» **THE EXERCISE**
Pick out and copy every line in the listing below that contains the word "jacket". Matches are case-sensitive.

Records
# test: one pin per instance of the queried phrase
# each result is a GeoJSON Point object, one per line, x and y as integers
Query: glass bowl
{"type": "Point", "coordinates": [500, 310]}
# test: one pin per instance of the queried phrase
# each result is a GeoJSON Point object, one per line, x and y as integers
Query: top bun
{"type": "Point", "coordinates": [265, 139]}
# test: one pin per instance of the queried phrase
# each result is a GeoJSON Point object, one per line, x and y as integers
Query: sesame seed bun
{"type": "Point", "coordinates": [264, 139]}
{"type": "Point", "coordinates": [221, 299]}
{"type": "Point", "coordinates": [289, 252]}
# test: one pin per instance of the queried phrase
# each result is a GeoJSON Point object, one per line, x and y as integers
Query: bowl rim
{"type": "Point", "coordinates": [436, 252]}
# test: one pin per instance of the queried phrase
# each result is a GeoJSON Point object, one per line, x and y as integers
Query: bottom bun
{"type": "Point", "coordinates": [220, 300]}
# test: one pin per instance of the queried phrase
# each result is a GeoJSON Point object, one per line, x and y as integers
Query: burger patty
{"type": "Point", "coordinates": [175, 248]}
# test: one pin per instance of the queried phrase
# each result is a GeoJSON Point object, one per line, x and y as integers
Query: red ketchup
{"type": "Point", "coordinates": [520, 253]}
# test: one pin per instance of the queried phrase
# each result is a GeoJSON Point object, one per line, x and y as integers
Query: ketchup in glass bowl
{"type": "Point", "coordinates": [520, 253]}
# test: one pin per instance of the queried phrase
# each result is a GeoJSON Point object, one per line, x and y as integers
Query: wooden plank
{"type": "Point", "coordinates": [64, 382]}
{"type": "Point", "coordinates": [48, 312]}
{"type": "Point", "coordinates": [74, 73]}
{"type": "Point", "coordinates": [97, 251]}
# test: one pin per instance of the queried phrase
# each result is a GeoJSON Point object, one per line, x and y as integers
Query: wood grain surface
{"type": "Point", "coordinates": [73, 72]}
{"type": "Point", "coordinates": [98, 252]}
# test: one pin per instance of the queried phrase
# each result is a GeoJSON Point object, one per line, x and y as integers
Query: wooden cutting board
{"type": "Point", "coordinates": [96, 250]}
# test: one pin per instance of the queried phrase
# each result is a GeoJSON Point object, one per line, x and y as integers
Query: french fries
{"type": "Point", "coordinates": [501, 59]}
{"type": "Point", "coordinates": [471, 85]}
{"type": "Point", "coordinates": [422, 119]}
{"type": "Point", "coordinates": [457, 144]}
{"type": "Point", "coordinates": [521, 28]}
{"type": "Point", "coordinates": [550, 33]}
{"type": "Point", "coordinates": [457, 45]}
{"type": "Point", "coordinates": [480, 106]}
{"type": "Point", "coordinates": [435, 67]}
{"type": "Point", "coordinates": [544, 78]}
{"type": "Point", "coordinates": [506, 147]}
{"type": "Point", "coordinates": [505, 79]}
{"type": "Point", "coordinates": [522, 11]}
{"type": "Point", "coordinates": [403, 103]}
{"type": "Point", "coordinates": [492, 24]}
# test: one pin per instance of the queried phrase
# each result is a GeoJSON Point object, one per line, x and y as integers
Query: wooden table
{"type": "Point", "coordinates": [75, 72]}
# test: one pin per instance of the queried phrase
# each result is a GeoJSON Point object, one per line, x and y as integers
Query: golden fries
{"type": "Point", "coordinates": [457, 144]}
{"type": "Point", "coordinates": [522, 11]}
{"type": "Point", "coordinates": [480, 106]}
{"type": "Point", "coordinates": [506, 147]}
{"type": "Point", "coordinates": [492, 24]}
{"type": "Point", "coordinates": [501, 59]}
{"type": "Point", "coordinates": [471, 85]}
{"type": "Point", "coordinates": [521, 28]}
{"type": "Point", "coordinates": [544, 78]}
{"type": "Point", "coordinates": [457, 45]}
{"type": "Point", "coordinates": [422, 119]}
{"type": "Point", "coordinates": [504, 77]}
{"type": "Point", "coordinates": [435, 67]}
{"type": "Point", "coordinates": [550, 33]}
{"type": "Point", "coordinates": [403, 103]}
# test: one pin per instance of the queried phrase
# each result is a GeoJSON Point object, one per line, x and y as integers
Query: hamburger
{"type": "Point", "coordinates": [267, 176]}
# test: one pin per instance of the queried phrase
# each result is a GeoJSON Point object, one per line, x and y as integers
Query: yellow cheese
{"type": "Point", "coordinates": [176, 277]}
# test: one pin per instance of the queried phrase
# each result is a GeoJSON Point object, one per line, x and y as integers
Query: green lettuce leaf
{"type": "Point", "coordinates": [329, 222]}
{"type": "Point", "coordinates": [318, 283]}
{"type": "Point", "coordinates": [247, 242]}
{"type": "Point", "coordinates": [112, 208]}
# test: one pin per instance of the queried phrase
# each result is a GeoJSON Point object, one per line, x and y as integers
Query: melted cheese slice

---

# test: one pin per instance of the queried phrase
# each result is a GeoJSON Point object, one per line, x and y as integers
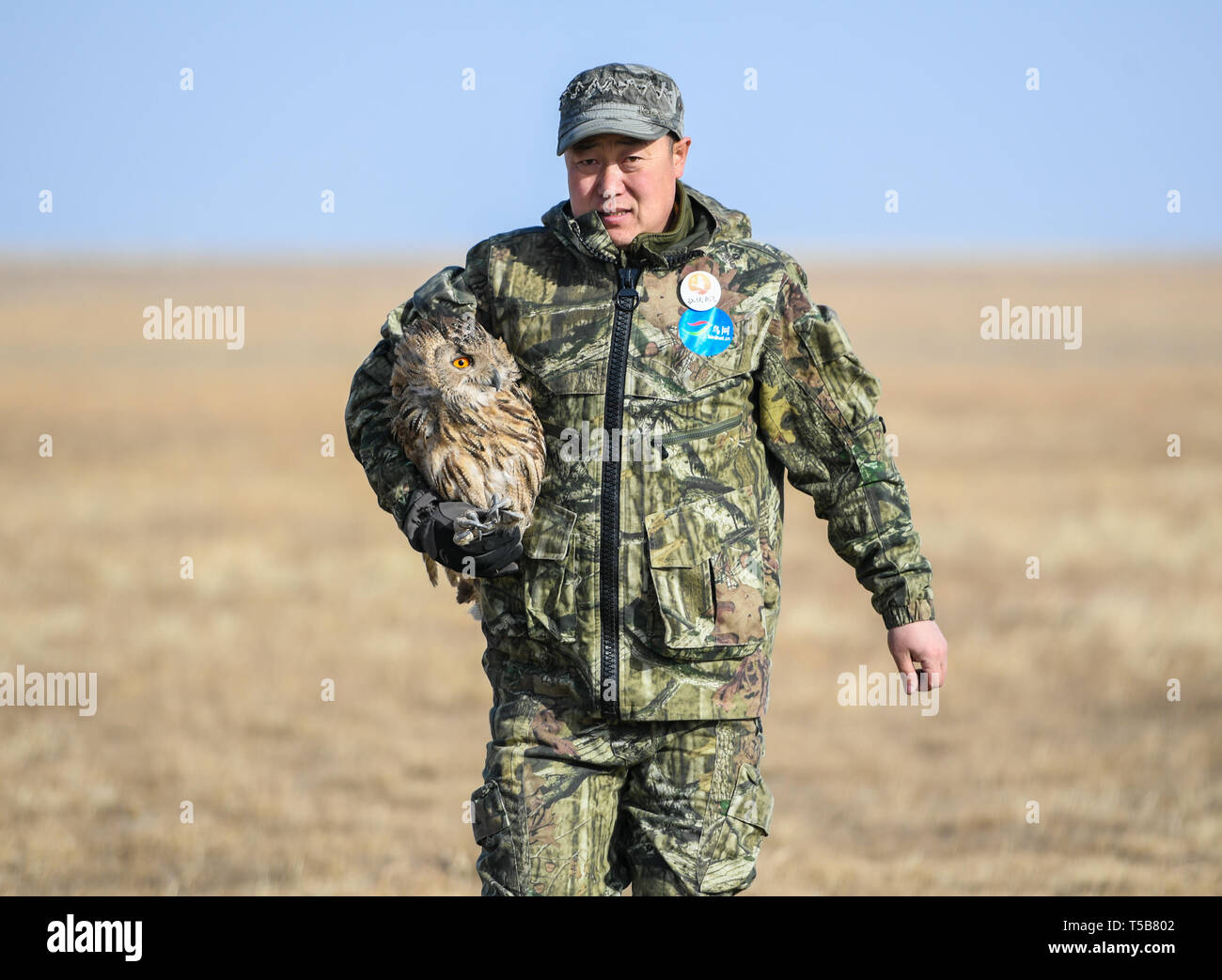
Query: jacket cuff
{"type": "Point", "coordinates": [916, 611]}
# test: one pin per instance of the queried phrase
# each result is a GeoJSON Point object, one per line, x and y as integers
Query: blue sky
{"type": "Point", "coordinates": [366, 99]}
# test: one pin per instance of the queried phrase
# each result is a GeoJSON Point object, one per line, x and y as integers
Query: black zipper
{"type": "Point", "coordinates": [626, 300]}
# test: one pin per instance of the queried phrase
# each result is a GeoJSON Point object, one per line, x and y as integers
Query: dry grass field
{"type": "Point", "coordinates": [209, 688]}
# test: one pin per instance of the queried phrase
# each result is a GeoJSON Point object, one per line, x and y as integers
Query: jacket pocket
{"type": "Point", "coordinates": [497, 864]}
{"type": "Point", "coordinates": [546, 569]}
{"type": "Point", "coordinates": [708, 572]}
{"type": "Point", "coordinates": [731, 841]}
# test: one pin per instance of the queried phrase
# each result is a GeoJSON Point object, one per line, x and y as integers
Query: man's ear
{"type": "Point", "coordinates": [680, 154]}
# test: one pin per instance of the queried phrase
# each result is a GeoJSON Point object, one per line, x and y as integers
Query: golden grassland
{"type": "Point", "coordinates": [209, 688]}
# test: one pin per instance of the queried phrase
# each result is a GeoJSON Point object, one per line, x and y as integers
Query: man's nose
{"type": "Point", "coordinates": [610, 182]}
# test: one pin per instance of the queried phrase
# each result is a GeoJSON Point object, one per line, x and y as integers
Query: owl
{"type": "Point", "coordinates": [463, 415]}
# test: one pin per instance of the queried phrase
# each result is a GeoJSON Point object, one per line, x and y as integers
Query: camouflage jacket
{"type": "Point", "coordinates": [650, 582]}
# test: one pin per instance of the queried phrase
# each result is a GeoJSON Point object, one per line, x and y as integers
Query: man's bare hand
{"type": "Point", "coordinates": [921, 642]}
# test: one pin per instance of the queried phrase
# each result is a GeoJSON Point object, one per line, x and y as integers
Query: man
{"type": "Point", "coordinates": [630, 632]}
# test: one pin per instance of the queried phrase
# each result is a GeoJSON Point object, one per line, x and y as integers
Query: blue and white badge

» **EXPECTED OUTPUT**
Query: jacket cuff
Query: jacket pocket
Query: camouflage jacket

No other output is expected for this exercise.